Documentation Deep Dive

For each identified environment, the researcher fetches and reads official documentation thoroughly. Key areas for each:

MuJoCo / MJX

mjModel / mjData structure, actuator types, sensor API, contact parameters, solver options
MJX-specific: what's supported vs not in JAX compilation, stepping semantics
MJCF model format: actuator definitions, tendon routing, equality constraints
Known pitfalls: quaternion conventions (wxyz vs xyzw), frame conventions, contact softness defaults

robosuite

Observation keys and meanings, action dimensions per robot, controller types (OSC, joint velocity)
Known pitfalls: observation normalization assumptions, action space clipping, gripper action conventions

Meta-World

Task distribution, goal representation, observation/action space per task, success metrics
Known pitfalls: goal-conditioned vs fixed-goal, observation space changes between versions

Isaac Gym / Isaac Lab

Tensor API vs scene API, GPU pipeline, observation/action buffers, domain randomization API
Known pitfalls: GPU vs CPU pipeline behavior differences, reset indexing, parallel env semantics

dm_control

Physics timestep vs control timestep, observation spec, action spec, task rewards
Known pitfalls: physics.data vs physics.named.data, time_limit behavior

Brax

brax.envs API, pipeline backends (Spring, Positional, MJX), state representation
Known pitfalls: backend differences in contact handling, auto-reset semantics

Universal Research Checklist

For any environment, the researcher always researches:

Observation space — what each element means, ordering, normalization, coordinate frames
Action space — dimensions, meaning, scaling, clipping behavior
Reset semantics — what state is randomized, how, initial distribution
Stepping — what step() actually does (sub-steps, integration method, contact resolution)
════════
### PROBLEM STATEMENT
Resume the text on researching simulation environment documentation, starting after its last line. You can ignore the entries that follow.

### DATA
════════
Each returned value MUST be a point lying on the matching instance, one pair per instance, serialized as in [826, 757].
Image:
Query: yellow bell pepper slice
════════
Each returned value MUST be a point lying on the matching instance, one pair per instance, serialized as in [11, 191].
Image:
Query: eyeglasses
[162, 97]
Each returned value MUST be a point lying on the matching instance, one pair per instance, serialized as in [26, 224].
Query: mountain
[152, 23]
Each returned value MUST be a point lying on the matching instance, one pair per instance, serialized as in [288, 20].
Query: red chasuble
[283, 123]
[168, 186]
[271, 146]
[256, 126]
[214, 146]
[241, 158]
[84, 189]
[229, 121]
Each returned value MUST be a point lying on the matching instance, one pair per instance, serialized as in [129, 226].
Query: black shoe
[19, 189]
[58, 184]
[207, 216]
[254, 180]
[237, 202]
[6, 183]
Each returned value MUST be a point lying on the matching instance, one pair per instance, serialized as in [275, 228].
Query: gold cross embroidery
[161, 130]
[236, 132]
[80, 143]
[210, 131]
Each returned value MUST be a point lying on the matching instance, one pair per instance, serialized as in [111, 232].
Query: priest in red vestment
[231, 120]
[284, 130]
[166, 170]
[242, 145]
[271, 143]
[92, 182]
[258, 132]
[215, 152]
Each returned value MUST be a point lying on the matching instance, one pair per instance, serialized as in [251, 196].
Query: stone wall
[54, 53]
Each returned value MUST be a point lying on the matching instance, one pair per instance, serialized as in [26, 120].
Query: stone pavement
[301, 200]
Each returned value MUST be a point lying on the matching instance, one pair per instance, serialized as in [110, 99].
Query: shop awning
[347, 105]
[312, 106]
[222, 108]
════════
### RESULT FOR THIS TASK
Reward — how it's computed, dense/sparse, any shaping
Termination — what triggers done, truncation vs termination distinction
Physics parameters — timestep, gravity, friction defaults, solver iterations
API gotchas — version-specific behavior changes, deprecated features

Codebase Cross-Reference

After reading docs, the researcher verifies the codebase against them:

Observation usage matches docs — if the env returns obs[0:3] as position and the code treats it as velocity, flags it
Action scaling matches docs — if the env expects [-1, 1] but policy outputs unbounded, flags it
Reset handling matches docs — auto-reset correctness, truncation vs termination distinction
Wrapper chain is correct — traces full wrapper stack and verifies ordering
Physics parameters match intent — solver iterations, timestep, contact parameters appropriate for the task

Implementation Gotchas

The researcher compiles environment-specific pitfalls. Examples:

Common RL Environment Gotchas

Auto-reset envs return the NEW episode's first observation on the terminal step, not the final observation. Use info["final_observation"] to get the actual last obs. Vectorized envs may have different reset semantics than single envs. Frame stacking wrappers change observation shape and semantics.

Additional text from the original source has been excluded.